-------- Document text --------
Participating artists will address a diverse range of issues, including, but not limited to, the socio-cultural implications of food and agriculture; second wave feminism; material studies; written language and radical gardening, using storytelling, sound, photography, performance, graphic reportage and other creative interventions.

Seven artists will present work in the exhibition, all addressing social issues that have relevance in Glasgow and connect with themes emerging from the CCA programme. The works indicate how artists are dealing with social urgencies through art on an international scale, with connections to issues and creative engagement in Scotland.

Kim Dhillon's We Tell Ourselves Stories in Order to Live is a new CCA commission for this exhibition. The mixed-media installation explores the legacy of DIY, feminist collectives in the US and Europe publishing non-sexist children's literature in the 1970s. Within the main gallery space, the work invites children, with or without their parents, to read, touch, or otherwise engage with a library of titles anthologized in A Guide to Non-Sexist Children's Books (1976). Dhillon will also present a series of discussions in Glasgow Women's Library.

Adelita Husni-Bey's film After the Finish Line (2015) explores how the concept of competition, vital to the current socio-economic system, has come to construct the present notion of the American Dream. Considering how the aspirations of marginalised groups are structured around narratives of success in the sports industry and the effects produced by an individualistic notion of failure, the film was produced in collaboration with a group of teenage athletes who have all experienced injury as a result of their respective sporting activities.

Daniel Godínez Nivón, a multimedia artist based in Mexico City, will present his series Tequiografias. This collaboration between Godínez Nivón and the Assembly of Indigenous Migrants of Mexico City consists of a series of monographs made by students, through tequio – a communal system of organisation expressed in collaborative practices, mandatory and unpaid work – which aims to offer information about the lifestyle and culture of the indigenous communities living in Mexico City.
--------
> _Task requirements_
Decide whether each statement agrees with the exhibition text, giving yes or no and quoting the text's deciding words: (a) Seven artists will present work in the exhibition. (b) Daniel Godínez Nivón is a multimedia artist based in Glasgow. (c) After the Finish Line was made together with a group of teenage athletes.
-------- Input data --------
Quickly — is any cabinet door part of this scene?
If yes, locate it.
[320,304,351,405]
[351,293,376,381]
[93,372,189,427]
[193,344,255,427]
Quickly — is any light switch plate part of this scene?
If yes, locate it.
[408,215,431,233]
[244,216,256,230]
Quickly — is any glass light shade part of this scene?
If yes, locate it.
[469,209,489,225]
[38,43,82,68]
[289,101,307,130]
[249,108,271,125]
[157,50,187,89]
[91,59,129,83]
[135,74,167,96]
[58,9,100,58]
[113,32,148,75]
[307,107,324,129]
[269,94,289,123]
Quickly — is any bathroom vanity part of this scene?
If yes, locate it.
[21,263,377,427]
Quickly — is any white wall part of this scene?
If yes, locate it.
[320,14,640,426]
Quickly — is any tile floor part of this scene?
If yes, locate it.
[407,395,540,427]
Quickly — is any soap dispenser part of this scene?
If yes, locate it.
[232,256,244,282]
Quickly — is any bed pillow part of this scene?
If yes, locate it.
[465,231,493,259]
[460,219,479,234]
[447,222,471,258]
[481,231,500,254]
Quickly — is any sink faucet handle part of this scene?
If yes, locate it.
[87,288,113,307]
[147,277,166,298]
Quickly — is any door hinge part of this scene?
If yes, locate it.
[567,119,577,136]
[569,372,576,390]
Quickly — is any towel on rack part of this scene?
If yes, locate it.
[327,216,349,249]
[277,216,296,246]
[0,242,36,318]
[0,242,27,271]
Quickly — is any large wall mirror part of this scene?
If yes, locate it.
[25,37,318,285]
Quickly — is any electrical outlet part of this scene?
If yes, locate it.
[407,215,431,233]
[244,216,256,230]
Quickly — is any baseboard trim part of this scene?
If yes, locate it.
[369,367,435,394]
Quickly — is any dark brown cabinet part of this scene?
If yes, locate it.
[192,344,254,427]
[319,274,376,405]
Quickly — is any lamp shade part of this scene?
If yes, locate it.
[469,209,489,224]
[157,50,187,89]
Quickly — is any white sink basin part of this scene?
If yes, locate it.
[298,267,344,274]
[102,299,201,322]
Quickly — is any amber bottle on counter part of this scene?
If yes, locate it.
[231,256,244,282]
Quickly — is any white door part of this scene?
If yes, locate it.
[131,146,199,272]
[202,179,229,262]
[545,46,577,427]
--------
> _Output for this task_
(a) Yes: "Seven artists will present work in the exhibition"
(b) No: "a multimedia artist based in Mexico City"
(c) Yes: "the film was produced in collaboration with a group of teenage athletes"